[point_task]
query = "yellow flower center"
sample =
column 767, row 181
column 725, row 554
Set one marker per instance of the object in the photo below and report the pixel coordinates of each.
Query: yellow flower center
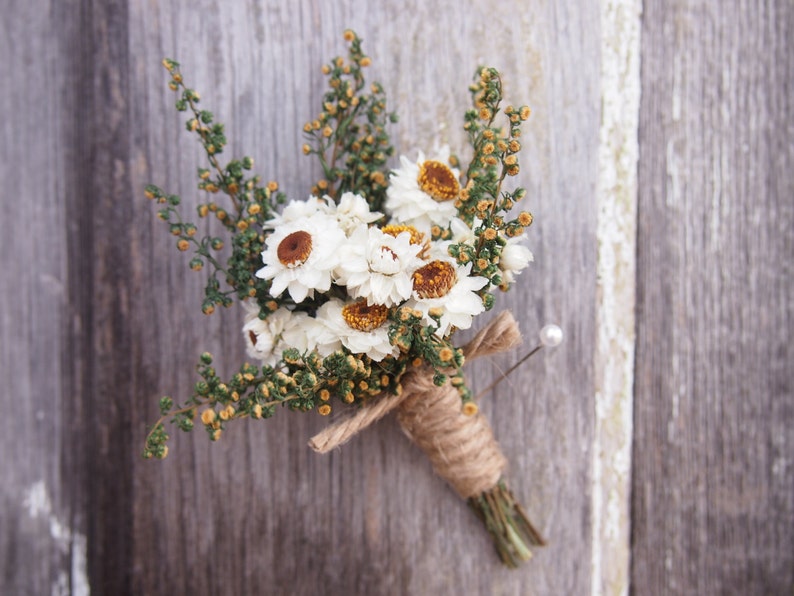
column 295, row 248
column 362, row 317
column 434, row 280
column 417, row 237
column 437, row 180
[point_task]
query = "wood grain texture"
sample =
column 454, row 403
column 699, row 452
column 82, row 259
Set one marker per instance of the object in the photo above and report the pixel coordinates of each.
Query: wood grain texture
column 95, row 288
column 259, row 512
column 713, row 485
column 42, row 543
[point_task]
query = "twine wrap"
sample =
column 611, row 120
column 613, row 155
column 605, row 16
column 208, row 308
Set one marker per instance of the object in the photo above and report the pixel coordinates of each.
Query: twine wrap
column 461, row 448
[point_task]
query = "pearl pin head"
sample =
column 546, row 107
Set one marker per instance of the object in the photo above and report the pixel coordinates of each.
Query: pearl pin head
column 551, row 336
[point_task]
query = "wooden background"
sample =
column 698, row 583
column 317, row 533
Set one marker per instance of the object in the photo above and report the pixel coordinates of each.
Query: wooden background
column 100, row 315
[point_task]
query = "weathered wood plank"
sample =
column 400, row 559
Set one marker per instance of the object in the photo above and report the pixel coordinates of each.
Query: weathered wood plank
column 259, row 512
column 713, row 488
column 42, row 544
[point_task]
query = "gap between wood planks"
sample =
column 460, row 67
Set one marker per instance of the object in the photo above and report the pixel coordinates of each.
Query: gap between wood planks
column 616, row 233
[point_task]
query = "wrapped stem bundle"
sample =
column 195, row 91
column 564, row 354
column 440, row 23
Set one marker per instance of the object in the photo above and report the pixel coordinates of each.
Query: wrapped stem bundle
column 352, row 297
column 461, row 447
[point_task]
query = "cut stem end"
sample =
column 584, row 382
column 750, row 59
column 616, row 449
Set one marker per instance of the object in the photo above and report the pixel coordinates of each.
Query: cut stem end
column 507, row 523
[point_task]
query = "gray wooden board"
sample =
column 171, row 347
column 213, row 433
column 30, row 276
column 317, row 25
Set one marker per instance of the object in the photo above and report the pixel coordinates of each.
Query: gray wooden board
column 42, row 329
column 713, row 486
column 259, row 512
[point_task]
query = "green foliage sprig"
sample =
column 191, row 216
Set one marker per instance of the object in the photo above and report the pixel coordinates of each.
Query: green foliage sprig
column 350, row 139
column 482, row 198
column 349, row 136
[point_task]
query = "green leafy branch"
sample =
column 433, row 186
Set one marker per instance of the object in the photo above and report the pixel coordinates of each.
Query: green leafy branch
column 349, row 136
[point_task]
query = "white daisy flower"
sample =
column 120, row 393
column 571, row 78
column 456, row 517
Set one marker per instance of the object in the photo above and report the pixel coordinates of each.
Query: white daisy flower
column 353, row 212
column 300, row 256
column 423, row 193
column 360, row 328
column 297, row 211
column 265, row 340
column 514, row 258
column 378, row 266
column 442, row 285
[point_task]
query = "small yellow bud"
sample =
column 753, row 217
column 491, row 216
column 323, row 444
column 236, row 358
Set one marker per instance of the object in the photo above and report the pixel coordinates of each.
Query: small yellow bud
column 445, row 354
column 470, row 408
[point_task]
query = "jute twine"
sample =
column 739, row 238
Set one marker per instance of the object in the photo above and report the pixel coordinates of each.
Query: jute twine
column 461, row 448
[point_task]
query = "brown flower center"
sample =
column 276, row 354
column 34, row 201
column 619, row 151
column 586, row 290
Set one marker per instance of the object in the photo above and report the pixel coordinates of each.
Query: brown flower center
column 434, row 280
column 295, row 248
column 358, row 315
column 437, row 180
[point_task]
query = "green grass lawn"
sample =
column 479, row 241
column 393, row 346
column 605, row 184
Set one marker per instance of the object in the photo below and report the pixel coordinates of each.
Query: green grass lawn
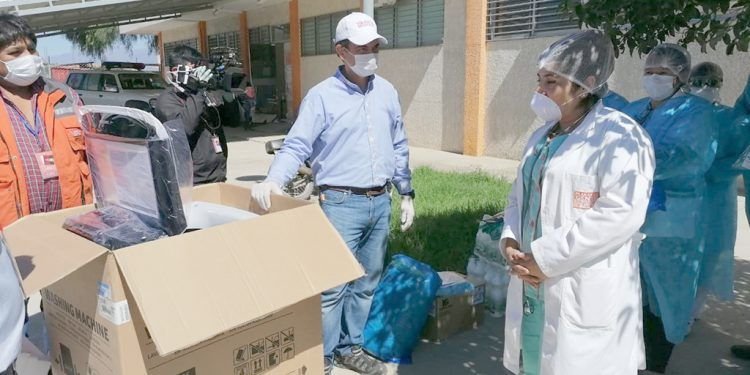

▶ INSTRUCTIONS FOR THE TASK: Repeat, exactly and in full, all the material above except its pictures.

▶ WORKED SOLUTION:
[point_task]
query = "yellow flower center"
sample =
column 767, row 181
column 725, row 554
Set one marker per instance of the object in the photo below and report the pixel coordinates of each.
Query: yellow flower center
column 295, row 248
column 362, row 317
column 434, row 280
column 417, row 237
column 437, row 180
[point_task]
query = "wood grain texture"
sample =
column 454, row 403
column 699, row 452
column 82, row 259
Set one marker per instance of the object in the photo above and report the pixel coordinates of each.
Query: wood grain texture
column 95, row 288
column 259, row 512
column 713, row 485
column 42, row 543
[point_task]
query = "twine wrap"
sample =
column 611, row 120
column 613, row 155
column 605, row 16
column 208, row 308
Set one marker per instance of the object in the photo above and report the pixel coordinates of each.
Query: twine wrap
column 461, row 448
[point_task]
query = "pearl pin head"
sample =
column 546, row 107
Set one marker per instance of the object in the photo above and report the pixel coordinates of each.
Query: pearl pin head
column 551, row 336
[point_task]
query = "wooden background"
sample =
column 698, row 583
column 317, row 533
Set one marker per instance of the object in the photo above and report the pixel coordinates of each.
Query: wooden background
column 100, row 315
[point_task]
query = "weathered wood plank"
sample =
column 400, row 559
Set one marker per instance of the object in the photo above and report the pixel coordinates of each.
Query: weathered wood plank
column 259, row 512
column 713, row 488
column 42, row 544
[point_task]
query = "gap between wood planks"
sample =
column 460, row 67
Set one marker per instance of the object in the photo above and report the pixel coordinates of each.
Query: gap between wood planks
column 616, row 233
[point_task]
query = "wrapped stem bundle"
sample =
column 195, row 91
column 564, row 354
column 440, row 23
Set one marker per instance of the object in the photo above and report the pixel coordinates of each.
Query: wrapped stem bundle
column 352, row 297
column 461, row 447
[point_task]
query = "cut stem end"
sample =
column 584, row 382
column 750, row 59
column 616, row 449
Set one marker per instance of the object in the photo above and report the pixel coordinates of each.
Query: cut stem end
column 507, row 523
[point_task]
query = "gray wooden board"
sample =
column 171, row 347
column 213, row 433
column 30, row 276
column 317, row 25
Set one marker per instance of the object in the photo above and report the pixel coordinates of each.
Query: gray wooden board
column 42, row 329
column 713, row 486
column 259, row 512
[point_task]
query = "green foliage sprig"
sample =
column 191, row 216
Set one marker per instance of the object in the photo above and report the pixel coordinates of each.
Query: green foliage sprig
column 350, row 139
column 482, row 198
column 349, row 136
[point_task]
query = "green leafy branch"
sample =
column 433, row 186
Set one marker per instance of the object in the photo above and report the pixel coordinates of each.
Query: green leafy branch
column 349, row 136
[point_task]
query = "white daisy flower"
sample =
column 120, row 393
column 571, row 78
column 456, row 517
Set one marker per instance of the object in the photo above and report the pixel coordinates of each.
Query: white daisy flower
column 353, row 212
column 300, row 256
column 423, row 193
column 360, row 328
column 297, row 211
column 265, row 340
column 514, row 258
column 378, row 266
column 442, row 285
[point_task]
query = "small yellow bud"
sample =
column 753, row 217
column 491, row 216
column 323, row 444
column 236, row 358
Set one marker per instance of the object in the photo above and report the pixel coordinates of each.
Query: small yellow bud
column 445, row 354
column 470, row 408
[point_task]
query = "jute twine"
sample =
column 739, row 238
Set one marker per instance of the object in the photo above and report the pixel coordinates of each.
Query: jute twine
column 461, row 448
[point_task]
query = "brown flower center"
sample =
column 276, row 354
column 34, row 201
column 619, row 151
column 586, row 290
Set one marker per instance of the object in the photo above and report the pixel coordinates of each.
Query: brown flower center
column 434, row 280
column 295, row 248
column 358, row 315
column 437, row 180
[point_task]
query = "green grass lawn"
sample =
column 479, row 241
column 393, row 346
column 605, row 184
Set one marker per instance of the object in the photo below and report the pixel coordinates of each.
Query: green grass lawn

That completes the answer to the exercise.